▸ **DIRECTIONS**
**a.** Translate this sentence from the comodule text into Spanish: "In mathematics, a comodule or corepresentation is a concept dual to a module."
**b.** Extend the comodule text past its final sentence with the next part.

Comodule

In mathematics, a comodule or corepresentation is a concept dual to a module. The definition of a comodule over a coalgebra is formed by dualizing the definition of a module over an associative algebra.

Formal definition

Let K be a field, and C be a coalgebra over K. A (right) comodule over C is a K-vector space M together with a linear map

\rho\colon M \to M \otimes C

such that

$(\mathrm{id} \otimes \Delta) \circ \rho = (\rho \otimes \mathrm{id}) \circ \rho$
$(\mathrm{id} \otimes \varepsilon) \circ \rho = \mathrm{id}$ ,

where Δ is the comultiplication for C, and ε is the counit.

Note that in the second rule we have identified $M \otimes K$ with $M\,$ .

Examples

A coalgebra is a comodule over itself.
If M is a finite-dimensional module over a finite-dimensional K-algebra A, then the set of linear functions from A to K forms a coalgebra, and the set of linear functions from M to K forms a comodule over that coalgebra.

▸ **DATASET CONTENT**

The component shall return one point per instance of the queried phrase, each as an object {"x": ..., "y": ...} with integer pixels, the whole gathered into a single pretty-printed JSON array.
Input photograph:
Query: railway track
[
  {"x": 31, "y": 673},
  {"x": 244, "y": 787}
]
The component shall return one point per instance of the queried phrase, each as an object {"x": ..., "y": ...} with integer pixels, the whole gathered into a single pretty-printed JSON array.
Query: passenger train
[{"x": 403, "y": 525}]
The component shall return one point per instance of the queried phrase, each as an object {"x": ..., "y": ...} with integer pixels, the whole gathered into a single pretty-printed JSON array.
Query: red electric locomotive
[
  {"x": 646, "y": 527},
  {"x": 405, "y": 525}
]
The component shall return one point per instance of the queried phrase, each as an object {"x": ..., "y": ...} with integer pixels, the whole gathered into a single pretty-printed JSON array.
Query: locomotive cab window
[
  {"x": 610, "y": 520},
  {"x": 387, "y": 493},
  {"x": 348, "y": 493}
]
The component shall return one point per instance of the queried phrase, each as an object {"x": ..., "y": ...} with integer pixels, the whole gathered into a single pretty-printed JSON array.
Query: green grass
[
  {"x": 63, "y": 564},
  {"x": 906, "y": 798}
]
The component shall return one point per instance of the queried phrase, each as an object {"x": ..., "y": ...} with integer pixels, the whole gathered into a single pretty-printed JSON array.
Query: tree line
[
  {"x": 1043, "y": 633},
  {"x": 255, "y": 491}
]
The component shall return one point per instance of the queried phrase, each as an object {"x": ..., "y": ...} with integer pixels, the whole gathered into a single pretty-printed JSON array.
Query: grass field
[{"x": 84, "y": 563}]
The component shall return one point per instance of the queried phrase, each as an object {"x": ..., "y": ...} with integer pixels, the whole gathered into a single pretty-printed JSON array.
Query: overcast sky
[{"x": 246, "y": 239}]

▸ **ANSWERS TO THE TASKS**
**a.** En matemáticas, un comódulo o correpresentación es un concepto dual al de módulo.

**b.**
A graded vector space V can be made into a comodule. Let I be the index set for the graded vector space, and let $C_{I}$ be the vector space with basis $e_{i}$ for $i\in I$ . We turn $C_{I}$ into a coalgebra and V into a $C_{I}$ -comodule, as follows:

Let the comultiplication on $C_{I}$ be given by $\Delta(e_i) = e_i \otimes e_i$ .
Let the counit on $C_{I}$ be given by $\varepsilon(e_i) = 1\$ .
Let the map $\rho$ on V be given by $\rho(v) = \sum v_i \otimes e_i$ , where $v_{i}$ is the i-th homogeneous piece of $v$ .

Rational comodule

If M is a (right) comodule over the coalgebra C, then M is a (left) module over the dual algebra C^∗, but the converse is not true in general: a module over C^∗ is not necessarily a comodule over C. A rational comodule is a module over C^∗ which becomes a comodule over C in the natural way.

References

Gómez-Torrecillas, José (1998), "Coalgebras and comodules over a commutative ring", Revue Roumaine de Mathématiques Pures et Appliquées, 43: 591–603
Montgomery, Susan (1993). Hopf algebras and their actions on rings. Regional Conference Series in Mathematics. 82. Providence, RI: American Mathematical Society. ISBN 0-8218-0738-2. Zbl 0793.16029.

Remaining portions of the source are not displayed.